(Items from a dataset)
####
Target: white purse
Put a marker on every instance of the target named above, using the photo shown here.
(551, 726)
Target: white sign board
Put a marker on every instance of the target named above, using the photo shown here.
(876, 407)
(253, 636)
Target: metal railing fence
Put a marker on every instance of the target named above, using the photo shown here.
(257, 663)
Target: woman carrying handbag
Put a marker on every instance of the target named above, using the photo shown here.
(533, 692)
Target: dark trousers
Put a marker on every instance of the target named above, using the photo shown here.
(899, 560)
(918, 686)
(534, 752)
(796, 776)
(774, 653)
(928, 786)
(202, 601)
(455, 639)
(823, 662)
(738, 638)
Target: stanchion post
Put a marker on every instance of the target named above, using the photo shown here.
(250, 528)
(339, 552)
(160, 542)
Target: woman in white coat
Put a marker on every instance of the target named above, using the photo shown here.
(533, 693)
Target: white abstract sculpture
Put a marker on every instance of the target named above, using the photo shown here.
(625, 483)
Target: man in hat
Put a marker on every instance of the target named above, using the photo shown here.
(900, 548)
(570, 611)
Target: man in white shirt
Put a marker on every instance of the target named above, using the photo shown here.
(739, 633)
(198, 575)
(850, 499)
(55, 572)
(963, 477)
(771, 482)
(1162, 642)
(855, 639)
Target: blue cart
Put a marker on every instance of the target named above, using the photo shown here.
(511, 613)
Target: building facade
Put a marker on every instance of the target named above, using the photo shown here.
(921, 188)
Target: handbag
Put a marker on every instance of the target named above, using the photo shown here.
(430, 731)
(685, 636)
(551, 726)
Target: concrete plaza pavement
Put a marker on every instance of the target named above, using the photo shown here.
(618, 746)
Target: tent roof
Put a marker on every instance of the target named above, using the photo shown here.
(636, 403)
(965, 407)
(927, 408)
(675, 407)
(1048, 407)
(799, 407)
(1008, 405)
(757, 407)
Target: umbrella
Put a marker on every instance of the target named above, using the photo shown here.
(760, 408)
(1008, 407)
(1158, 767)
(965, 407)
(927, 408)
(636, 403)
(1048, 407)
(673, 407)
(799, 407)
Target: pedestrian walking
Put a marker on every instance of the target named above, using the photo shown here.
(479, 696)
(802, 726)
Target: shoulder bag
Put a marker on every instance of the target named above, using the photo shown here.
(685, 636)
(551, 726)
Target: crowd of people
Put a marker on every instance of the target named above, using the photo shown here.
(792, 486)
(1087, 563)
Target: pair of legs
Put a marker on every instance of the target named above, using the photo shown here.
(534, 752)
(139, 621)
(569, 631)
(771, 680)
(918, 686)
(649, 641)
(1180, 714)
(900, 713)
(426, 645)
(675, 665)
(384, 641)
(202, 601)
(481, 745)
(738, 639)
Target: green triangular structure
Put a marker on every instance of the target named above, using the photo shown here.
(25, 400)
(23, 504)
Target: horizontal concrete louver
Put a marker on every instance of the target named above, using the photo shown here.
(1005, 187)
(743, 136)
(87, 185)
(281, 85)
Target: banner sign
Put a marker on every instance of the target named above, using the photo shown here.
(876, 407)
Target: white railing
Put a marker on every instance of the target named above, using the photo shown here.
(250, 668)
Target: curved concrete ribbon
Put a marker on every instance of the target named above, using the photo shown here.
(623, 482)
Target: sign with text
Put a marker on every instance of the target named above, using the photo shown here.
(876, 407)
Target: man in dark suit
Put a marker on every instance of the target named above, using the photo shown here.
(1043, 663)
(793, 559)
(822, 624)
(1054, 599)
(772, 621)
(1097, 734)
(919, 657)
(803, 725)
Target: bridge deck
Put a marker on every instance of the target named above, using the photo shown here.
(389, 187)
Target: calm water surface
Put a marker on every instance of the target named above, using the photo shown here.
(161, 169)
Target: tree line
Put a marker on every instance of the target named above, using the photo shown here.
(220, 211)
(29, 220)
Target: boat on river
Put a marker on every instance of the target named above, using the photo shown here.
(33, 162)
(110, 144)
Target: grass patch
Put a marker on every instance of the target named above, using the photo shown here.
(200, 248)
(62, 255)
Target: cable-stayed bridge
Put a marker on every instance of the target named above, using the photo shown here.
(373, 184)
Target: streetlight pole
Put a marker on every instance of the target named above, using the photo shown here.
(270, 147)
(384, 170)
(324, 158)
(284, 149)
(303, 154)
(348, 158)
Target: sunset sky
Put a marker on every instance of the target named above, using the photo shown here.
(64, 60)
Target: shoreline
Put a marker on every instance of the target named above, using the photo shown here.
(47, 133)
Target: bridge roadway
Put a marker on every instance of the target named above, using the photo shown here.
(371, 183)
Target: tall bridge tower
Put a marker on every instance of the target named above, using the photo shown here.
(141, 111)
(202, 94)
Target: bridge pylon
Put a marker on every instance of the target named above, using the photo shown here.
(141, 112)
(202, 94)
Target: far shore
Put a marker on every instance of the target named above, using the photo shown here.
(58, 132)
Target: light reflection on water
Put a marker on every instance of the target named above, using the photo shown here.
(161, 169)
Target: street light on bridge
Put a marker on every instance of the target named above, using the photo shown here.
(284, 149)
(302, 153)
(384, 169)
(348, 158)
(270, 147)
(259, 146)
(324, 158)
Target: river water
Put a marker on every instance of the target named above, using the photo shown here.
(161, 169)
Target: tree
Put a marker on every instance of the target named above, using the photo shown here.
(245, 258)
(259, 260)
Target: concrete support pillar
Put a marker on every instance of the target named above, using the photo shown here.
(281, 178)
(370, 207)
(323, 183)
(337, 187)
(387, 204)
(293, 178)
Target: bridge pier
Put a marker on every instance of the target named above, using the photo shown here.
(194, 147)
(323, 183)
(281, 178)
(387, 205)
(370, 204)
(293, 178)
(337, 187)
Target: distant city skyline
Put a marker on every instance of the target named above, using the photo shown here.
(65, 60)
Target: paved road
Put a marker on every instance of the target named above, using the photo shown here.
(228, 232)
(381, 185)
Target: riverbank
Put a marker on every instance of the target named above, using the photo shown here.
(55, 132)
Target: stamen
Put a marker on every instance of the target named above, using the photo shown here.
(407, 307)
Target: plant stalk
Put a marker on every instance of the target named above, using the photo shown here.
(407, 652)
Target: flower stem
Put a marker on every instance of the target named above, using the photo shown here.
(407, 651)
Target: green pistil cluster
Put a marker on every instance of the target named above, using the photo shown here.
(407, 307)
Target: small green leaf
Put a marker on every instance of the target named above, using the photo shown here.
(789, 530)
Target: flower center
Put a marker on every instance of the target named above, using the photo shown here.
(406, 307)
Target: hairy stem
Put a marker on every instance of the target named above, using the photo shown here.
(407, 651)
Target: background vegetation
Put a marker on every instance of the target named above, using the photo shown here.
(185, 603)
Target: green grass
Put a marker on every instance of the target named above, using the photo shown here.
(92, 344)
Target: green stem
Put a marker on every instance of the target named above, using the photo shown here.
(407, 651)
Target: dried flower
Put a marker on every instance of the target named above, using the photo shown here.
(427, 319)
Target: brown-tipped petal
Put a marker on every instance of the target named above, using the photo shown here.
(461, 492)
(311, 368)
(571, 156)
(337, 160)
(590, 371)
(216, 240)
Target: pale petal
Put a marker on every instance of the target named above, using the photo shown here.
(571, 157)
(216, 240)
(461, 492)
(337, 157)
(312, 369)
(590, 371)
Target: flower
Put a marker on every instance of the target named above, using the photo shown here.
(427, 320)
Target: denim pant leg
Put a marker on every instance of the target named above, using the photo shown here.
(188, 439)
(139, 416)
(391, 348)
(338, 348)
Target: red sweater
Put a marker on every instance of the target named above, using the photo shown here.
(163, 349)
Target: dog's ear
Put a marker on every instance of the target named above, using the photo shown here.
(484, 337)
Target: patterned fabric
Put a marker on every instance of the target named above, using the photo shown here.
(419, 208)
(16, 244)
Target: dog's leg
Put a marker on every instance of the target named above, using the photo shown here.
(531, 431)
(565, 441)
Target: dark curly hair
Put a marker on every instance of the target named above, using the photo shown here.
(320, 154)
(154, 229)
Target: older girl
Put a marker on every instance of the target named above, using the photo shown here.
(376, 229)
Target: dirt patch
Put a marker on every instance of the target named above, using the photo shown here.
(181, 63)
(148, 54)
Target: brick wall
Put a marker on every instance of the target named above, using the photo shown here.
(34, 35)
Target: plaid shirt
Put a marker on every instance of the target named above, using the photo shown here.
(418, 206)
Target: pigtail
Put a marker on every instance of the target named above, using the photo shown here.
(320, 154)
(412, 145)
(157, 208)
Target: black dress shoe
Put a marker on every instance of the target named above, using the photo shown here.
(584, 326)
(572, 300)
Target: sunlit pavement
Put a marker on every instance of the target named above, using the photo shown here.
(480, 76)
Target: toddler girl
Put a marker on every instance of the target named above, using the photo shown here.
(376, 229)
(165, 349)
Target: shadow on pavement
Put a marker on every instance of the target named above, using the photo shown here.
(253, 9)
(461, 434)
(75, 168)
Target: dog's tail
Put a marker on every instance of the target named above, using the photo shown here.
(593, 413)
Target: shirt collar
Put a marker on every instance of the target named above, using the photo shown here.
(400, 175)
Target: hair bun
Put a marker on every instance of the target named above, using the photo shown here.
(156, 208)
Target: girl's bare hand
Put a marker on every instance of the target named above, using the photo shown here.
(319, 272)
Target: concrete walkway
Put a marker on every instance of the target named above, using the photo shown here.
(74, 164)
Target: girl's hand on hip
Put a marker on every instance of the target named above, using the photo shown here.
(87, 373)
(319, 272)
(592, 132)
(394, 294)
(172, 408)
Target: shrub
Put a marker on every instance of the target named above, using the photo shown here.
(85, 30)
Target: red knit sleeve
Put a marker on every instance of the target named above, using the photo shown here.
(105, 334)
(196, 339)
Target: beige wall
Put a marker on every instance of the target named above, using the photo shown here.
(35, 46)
####
SHORT PROBLEM
Beginning at the line that holds "Target: brick wall", write out word for word each line through the end of the records.

FULL RESPONSE
Target: brick wall
Put a marker on every instance of the target named above, using the photo shown here.
(34, 35)
Target: plaid shirt
Put a marker on every instance of the target named above, using the photo shown here.
(418, 206)
Target: pigtail
Put a marker on every instance of the target named above, using the photo shown here.
(320, 154)
(412, 145)
(157, 208)
Target: black dress shoe
Put a marker on every instance of the target named above, using the photo shown here.
(584, 326)
(572, 300)
Target: sunlit pavement
Put a marker on every instance of the target named above, using the photo shown here.
(480, 76)
Target: toddler girl
Put a marker on every instance of the target named above, using the photo shown here.
(376, 229)
(165, 349)
Target: shadow on pavement
Put a marker on every instance of the target named above, using the photo shown here.
(253, 9)
(461, 434)
(75, 168)
Target: dog's tail
Put a marker on every instance of the target named above, using the photo shown here.
(593, 413)
Target: shirt collar
Put a marker on every instance of the target named above, using the photo shown here.
(400, 175)
Target: hair bun
Put a marker on every instance of the target named above, using the photo shown here.
(156, 208)
Target: girl's bare hand
Put a marker on every instance of the target named above, using the photo shown here.
(319, 272)
Target: concrete walkway
Put a marker on every instance of the target named above, using the photo shown here.
(74, 164)
Target: girl's hand on hip
Put a marker on every instance of the target named above, using the photo shown here.
(87, 373)
(319, 272)
(592, 132)
(394, 294)
(172, 408)
Target: shrub
Put a marker on every instance of the target named above, using the photo shown here.
(85, 30)
Target: red knit sleeve
Put a marker on every instance of the target named above, using the photo shown here.
(105, 334)
(196, 339)
Target: beige wall
Put a marker on every instance of the target named above, using the photo shown here.
(35, 46)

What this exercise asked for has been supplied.